═══ TEXTO DE LEITURA ═══

A gravura África constitui um dos raros exemplos que se conservam de estampas de grande formato editadas em Paris, no século XVIII, com a finalidade de fazer da gravura uma rival da pintura e diversificar a oferta comercial, até então essencialmente consagrada ao retrato e a assuntos religiosos.

Gravada por Conrad Lauwers (1632 – circa 1685), a partir de uma composição de Louis Licherie de Beurie (1629-1687), foi editada por Pierre Landry (circa 1630 – 1701), um gravador e, sobretudo, comerciante estabelecido na Rua Saint-Jacques, em Paris.

O exemplar do museu é o único que se conhece pertencente a uma série intitulada «As quatro partes do mundo» e mencionada no inventário de bens deste gravador, fazendo parte de um lote de pranchas onde são também referidos «Os quatro elementos», «As quatro estações», «As quatro horas do dia» e «Os cinco sentidos». Por morte de Pierre Landry, em 1701, o lote viria a tornar-se propriedade de seu filho, François Landry (1668-1720). O exemplar que se conserva em Lamego será já uma prova editada pelo segundo, entre 1709 e 1720.

A representação iconográfica da África, uma das quatro partes do mundo então conhecidas, era muito popular na cultura barroca e representada com frequência nas procissões religiosas e profanas.

Uma mulher negra vestida à romana exibe dois atributos fundamentais de todas as representações desde a antiguidade: os enxuviæ elephantis sobre a cabeça e, na mão esquerda, um escorpião. Aos pés da mulher encontra-se um pequeno altar de devoção, decorado nos ângulos por cabeças de carneiro; lateralmente, pode ler-se a inscrição «África».

Sobre o altar, uma grande serpente enrolada sobre si própria é entregue como oferenda. A mulher está sentada num trono em forma de dragão: língua bífida, asas de morcego e cauda de serpente, que simbolizam as ofensas. O trono está colocado sobre um carro triunfante, com quatro rodas, puxado por um elefante e um par de rinocerontes. O conjunto é dominado por um cornaca, também ele negro e igualmente vestido à romana. No plano do fundo observa-se uma alta montanha, cujo cume está envolto em nuvens. Este recurso iconográfico permite compreender a sua altura extraordinária, representando a mediação entre o mundo terrestre e o divino.

═══ REGISTOS FORNECIDOS ═══

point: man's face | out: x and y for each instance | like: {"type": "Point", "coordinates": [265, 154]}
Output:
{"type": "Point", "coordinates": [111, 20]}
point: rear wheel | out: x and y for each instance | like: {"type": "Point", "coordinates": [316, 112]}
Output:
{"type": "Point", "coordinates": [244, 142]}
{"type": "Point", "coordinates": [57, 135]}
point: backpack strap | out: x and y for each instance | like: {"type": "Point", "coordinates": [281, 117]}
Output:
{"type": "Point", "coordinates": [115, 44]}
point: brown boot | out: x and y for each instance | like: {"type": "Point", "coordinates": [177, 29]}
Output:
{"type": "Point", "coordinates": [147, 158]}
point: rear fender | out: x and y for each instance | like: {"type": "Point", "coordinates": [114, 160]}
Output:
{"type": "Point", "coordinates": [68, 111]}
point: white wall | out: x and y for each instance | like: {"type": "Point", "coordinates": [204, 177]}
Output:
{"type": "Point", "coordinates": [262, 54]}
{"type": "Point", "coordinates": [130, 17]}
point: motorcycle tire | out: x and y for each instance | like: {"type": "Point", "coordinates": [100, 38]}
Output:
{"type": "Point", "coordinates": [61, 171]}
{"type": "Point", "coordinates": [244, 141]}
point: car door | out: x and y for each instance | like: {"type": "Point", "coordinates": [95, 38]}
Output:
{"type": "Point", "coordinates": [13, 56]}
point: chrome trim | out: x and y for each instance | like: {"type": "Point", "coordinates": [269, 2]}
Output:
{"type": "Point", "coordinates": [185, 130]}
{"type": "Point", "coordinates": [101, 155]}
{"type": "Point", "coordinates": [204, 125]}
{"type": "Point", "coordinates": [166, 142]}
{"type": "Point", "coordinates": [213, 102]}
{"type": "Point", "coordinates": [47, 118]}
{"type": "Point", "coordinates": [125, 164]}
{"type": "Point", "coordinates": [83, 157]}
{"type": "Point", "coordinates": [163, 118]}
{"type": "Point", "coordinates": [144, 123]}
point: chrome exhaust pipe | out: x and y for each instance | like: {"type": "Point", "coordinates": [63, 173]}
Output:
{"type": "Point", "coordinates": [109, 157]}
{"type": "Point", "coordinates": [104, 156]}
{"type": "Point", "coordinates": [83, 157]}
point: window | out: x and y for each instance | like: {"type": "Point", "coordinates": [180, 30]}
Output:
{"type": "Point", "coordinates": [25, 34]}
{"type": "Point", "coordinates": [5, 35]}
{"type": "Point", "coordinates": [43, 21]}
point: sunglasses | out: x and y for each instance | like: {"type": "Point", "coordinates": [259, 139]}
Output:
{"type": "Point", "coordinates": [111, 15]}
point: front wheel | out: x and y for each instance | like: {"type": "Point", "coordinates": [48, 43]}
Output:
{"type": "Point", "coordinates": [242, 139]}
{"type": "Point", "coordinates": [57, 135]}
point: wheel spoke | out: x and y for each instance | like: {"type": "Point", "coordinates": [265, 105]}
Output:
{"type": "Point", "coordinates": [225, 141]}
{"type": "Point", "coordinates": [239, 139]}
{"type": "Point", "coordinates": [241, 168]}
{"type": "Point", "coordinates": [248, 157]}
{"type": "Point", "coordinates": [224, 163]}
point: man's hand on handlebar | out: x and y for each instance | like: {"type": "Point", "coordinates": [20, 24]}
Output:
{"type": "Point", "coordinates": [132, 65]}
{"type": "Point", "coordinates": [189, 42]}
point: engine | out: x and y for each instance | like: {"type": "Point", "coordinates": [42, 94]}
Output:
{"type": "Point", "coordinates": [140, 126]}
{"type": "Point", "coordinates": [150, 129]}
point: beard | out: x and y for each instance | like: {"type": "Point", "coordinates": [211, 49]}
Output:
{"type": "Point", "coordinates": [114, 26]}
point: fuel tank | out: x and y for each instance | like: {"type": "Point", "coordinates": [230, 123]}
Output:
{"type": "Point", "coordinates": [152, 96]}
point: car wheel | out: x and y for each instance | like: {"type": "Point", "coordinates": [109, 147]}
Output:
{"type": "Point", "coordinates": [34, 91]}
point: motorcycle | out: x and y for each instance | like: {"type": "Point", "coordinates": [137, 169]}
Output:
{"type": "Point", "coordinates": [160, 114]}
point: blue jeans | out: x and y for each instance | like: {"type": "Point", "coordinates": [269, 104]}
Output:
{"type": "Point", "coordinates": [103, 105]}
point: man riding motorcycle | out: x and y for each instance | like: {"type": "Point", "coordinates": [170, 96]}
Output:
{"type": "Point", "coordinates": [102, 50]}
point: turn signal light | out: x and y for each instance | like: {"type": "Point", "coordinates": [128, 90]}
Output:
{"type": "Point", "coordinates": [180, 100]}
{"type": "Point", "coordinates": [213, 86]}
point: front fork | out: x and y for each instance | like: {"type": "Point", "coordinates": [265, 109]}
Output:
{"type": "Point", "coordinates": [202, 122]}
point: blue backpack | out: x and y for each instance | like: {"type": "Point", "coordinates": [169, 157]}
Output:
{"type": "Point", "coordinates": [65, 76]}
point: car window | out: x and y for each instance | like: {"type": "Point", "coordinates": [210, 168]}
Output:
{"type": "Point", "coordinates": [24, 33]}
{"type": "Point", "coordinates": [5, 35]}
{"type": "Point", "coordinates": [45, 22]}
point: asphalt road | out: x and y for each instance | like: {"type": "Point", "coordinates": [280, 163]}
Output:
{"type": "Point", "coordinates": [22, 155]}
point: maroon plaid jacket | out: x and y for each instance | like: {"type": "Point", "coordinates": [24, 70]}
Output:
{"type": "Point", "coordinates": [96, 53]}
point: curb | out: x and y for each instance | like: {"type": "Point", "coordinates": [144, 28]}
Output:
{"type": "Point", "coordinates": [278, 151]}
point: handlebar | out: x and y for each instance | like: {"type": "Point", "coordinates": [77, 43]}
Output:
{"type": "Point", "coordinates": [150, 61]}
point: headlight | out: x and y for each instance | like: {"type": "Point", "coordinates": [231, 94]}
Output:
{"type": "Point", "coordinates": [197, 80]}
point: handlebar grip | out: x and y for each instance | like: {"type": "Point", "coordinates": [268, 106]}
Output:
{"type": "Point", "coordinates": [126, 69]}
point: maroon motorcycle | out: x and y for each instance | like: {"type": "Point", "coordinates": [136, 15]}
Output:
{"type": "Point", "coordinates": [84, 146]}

═══
═══ REGISTOS FORNECIDOS ═══

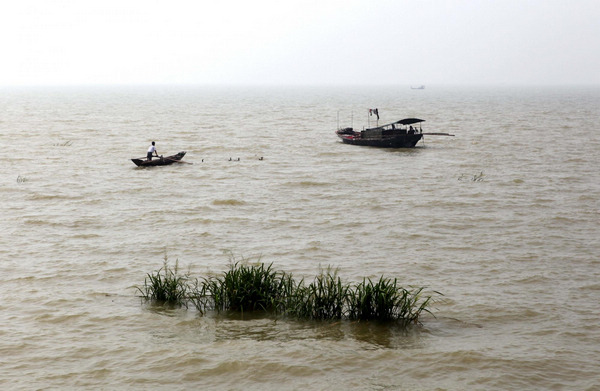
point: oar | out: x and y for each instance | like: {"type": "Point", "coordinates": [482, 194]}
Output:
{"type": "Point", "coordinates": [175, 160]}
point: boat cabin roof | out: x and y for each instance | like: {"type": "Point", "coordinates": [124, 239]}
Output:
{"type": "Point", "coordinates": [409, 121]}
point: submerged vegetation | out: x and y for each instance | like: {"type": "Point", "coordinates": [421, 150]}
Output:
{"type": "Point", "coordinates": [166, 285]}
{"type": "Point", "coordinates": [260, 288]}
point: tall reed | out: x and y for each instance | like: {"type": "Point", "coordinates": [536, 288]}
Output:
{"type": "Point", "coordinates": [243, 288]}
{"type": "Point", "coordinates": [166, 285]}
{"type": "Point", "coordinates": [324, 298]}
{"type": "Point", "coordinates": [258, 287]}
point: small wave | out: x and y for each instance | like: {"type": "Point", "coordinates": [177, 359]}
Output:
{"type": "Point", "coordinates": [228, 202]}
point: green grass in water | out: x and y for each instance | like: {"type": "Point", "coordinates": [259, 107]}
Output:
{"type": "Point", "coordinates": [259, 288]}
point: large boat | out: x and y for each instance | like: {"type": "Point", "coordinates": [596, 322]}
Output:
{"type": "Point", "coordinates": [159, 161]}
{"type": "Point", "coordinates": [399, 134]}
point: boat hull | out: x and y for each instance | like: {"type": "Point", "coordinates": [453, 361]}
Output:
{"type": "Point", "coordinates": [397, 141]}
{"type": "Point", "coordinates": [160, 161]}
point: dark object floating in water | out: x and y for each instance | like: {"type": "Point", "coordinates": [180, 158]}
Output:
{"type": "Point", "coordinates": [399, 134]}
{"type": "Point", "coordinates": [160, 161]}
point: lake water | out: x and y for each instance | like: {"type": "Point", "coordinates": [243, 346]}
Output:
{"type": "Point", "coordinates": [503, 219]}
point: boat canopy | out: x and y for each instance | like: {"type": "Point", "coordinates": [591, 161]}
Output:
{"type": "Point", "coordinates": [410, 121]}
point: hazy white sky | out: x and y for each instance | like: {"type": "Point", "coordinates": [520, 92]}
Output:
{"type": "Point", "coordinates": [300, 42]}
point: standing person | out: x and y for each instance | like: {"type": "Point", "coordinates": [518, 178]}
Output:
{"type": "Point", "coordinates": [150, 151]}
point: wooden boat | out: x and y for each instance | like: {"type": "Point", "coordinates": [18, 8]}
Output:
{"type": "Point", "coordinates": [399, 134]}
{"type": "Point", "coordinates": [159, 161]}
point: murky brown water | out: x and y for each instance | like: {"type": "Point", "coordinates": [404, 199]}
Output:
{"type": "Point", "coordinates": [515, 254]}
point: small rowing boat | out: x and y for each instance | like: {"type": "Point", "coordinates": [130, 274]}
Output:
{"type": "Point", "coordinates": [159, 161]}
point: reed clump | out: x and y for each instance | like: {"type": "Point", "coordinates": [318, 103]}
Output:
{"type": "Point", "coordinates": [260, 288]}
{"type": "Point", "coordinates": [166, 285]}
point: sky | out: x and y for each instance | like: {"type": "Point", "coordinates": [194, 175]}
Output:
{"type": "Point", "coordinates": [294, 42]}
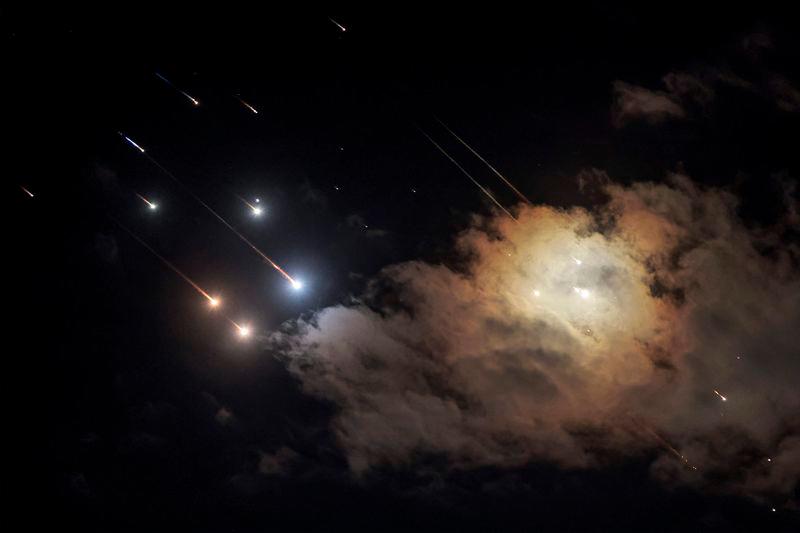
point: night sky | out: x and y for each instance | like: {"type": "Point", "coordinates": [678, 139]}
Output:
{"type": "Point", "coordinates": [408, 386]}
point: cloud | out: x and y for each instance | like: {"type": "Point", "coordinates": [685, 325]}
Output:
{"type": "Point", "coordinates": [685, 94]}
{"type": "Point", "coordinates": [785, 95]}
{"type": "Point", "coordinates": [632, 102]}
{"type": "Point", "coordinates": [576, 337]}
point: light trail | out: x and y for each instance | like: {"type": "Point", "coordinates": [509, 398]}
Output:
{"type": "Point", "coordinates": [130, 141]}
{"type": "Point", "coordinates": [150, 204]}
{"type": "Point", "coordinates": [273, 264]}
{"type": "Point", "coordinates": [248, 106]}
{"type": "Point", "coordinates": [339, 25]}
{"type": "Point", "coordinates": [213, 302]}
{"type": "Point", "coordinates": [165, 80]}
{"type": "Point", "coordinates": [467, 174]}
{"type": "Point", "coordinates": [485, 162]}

═══
═══ REGISTOS FORNECIDOS ═══

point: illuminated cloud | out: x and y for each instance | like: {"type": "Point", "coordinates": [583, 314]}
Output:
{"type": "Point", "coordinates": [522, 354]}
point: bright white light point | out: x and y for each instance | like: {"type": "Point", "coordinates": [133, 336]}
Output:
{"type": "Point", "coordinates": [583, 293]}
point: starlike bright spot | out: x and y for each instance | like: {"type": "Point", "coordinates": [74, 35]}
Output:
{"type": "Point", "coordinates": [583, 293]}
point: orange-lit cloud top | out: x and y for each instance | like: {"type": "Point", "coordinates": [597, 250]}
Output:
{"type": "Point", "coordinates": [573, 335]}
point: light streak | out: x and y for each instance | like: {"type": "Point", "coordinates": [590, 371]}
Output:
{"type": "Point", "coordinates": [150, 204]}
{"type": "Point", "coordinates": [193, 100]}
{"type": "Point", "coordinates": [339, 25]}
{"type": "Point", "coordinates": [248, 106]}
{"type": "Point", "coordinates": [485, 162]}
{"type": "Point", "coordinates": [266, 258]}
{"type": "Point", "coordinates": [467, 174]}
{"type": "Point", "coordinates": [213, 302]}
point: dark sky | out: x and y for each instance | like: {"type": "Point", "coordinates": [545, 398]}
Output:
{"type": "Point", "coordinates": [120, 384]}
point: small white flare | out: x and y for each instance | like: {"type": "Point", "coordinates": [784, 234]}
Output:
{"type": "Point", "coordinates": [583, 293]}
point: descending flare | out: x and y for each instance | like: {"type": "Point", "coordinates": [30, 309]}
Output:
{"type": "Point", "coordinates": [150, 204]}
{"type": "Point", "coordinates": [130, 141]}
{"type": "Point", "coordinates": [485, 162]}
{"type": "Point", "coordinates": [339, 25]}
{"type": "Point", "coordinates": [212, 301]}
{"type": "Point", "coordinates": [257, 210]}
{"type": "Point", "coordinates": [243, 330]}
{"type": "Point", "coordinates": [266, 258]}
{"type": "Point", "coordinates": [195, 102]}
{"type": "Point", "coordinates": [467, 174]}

═══

■ O SEU OBJETIVO
Prolongue o texto sobre a gravura «África» a partir do ponto em que termina. Os registos aqui apresentados não são necessários.

■ RESPOSTA
É muito pouco habitual ver um carro puxado por esta união pacífica de dois animais zoologicamente tão opostos: o elefante e o rinoceronte. No momento de compor a sua alegoria a África, Louis Licherie selecionou um modelo a partir da célebre xilogravura do Rinoceronte, de Albrecht Dürer (1471-1528).

Habitualmente, o carro sobre o qual se encontra a alegoria a África é puxado por elefantes, sendo muito mais rara a utilização do rinoceronte, e a associação das duas espécies absolutamente excecional. Esta gravura constitui, por isso mesmo, um bom exemplo da complexidade das fontes iconográficas e literárias utilizadas e da riqueza da sua interpretação.

As gravuras de grande formato são extremamente frágeis e, consequentemente, também muito raras. Na data em que foi impressa, entre 1709 e 1720, a produção de gravuras com estas características era pouco comum. Além disso, com as dimensões que apresenta, não podia ser realizada senão a troco de uma quantia muito elevada, o que poderá ajudar a sublinhar a sua raridade.

De origem mal documentada, ainda não foi possível esclarecer as circunstâncias que explicam a presença desta estampa nas coleções do Museu. Provavelmente oriunda do antigo paço episcopal de Lamego, trata-se de uma peça única no contexto das coleções nacionais, produzida para uma clientela exigente, culta e de gosto refinado, à imagem dos eclesiásticos que habitaram Lamego no século XVIII.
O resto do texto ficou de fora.